PROVIDED PASSAGE:

════════════════════

NOTE: In this context and the entire document when talking about “full checkpoints/snapshots” we mean checkpoints that do not cross reference other snapshots. It does not enforce any particular format. In particular, in the case of RocksDB, it could still be a set of SST files, which is what happens if we enable “incremental checkpoint” in RocksDB. We must make sure that all used files are uploaded independently. Thus if we use the same files that the original snapshot, we must either re-upload or duplicate them.

Pros:

  • Clean ownership
  • Old Job’s checkpoint/savepoint directory can be deleted as soon as the first checkpoint is taken.

Cons:

  • We can delete the artefacts only once the first checkpoint is taken, would be nice to be able to delete it once a job is RUNNING
  • It’s up to the state backends implementation to make sure it creates a “full snapshot” when requested
  • compared to the current state, the first checkpoint would take longer. I can not upload just the diff files, if we restore from an incremental retained checkpoint, but re-upload the base files as well. We can improve the situation here by implementing an optimized API for fast duplicating artefacts


In this mode users should be safe to delete the initial checkpoint after successfully taking another checkpoint after the restore. In order to reliably say if a checkpoint has completed or not, user can e.g. query the Flink's UI for the number of completed checkpoints or check in the completed checkpoint store (Zookeeper/Kubernetes). Checking for existence of files is not a reliable way to check if a checkpoint succeeded.

Gotcha:

There is still a caveat in case of multiple retained externalized checkpoints. Assume we have retained incremental checkpoints chk-42, chk-43. If we restore from chk-42, it is not enough to wait for a first checkpoint after restoring from chk-42 to remove checkpoint 42, because of the chk-43 which builds on top of 42. However restoring from a checkpoint does not create any additional dependants.

════════════════════

EXERCISE DESCRIPTION: Carry on the passage on Flink checkpoint ownership from its final sentence. The material that follows is separate from the passage on Flink checkpoint ownership.

PROVIDED DATA:
════════════════════

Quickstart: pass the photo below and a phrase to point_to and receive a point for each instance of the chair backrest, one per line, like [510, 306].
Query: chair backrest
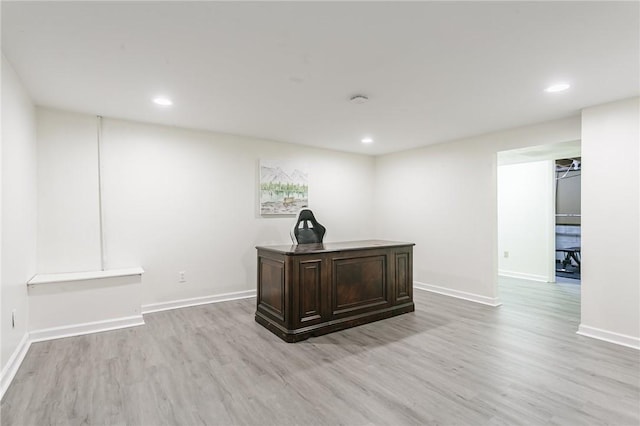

════════════════════

TASK RESPONSE:
Implementation:

The biggest challenge here is how we want to force the first checkpoint as a full snapshot.

When triggering the first checkpoint we would need to add a “force full snapshot” flag to the CheckpointBarrier. It would be up to the state backend to respect that flag and not use any of the shared increments.

The approach could be easily extended to use a “duplicate” API instead of reuploading artefacts. The “duplicate” would happen on TMs in that case, which is what we most likely want.

Furthermore, as a next step, we could build incremental savepoints on top of that, which would react to the same flag and would not reuse any increments from previous checkpoints.

Forcing full snapshots

There is one more caveat that would’ve to be handled internally by state backends. If a state backend can share files not just between checkpoints, but also between Tasks (e.g. in case of rescaling a single file could be used for different key group subranges), a state backend would need to make sure such files are re-uploaded/duplicated from a single Task. 

RocksDB in the current implementation does not have the problem, because in case of rescaling it does not use any of the previous increments (we register shared increments from the restore checkpoints in  `org.apache.flink.contrib.streaming.state.restore.RocksDBIncrementalRestoreOperation#restorePreviousIncrementalFilesStatus` which is called only for restoring without rescaling).

One option how state backends can decide which task should duplicate/reupload a shared file is to embed that information in KeyedStateHandle. This could apply to RocksDB if we change how we perform rescaling. An example algorithm is we could e.g randomly choose a key group in a range. A task that gets assigned the key group range that contains this group would be responsible for duplicating the file.
Example implementation:

    public IncrementalRemoteKeyedStateHandle(
            UUID backendIdentifier,
            KeyGroupRange keyGroupRange,
            long checkpointId,
            Map<StateHandleID, StreamStateHandle> sharedState,
            Map<StateHandleID, StreamStateHandle> privateState,
            StreamStateHandle metaStateHandle) {

           ....
        this.keyGroupThatShouldDuplicate =
                new Random().nextInt(keyGroupRange.getNumberOfKeyGroups())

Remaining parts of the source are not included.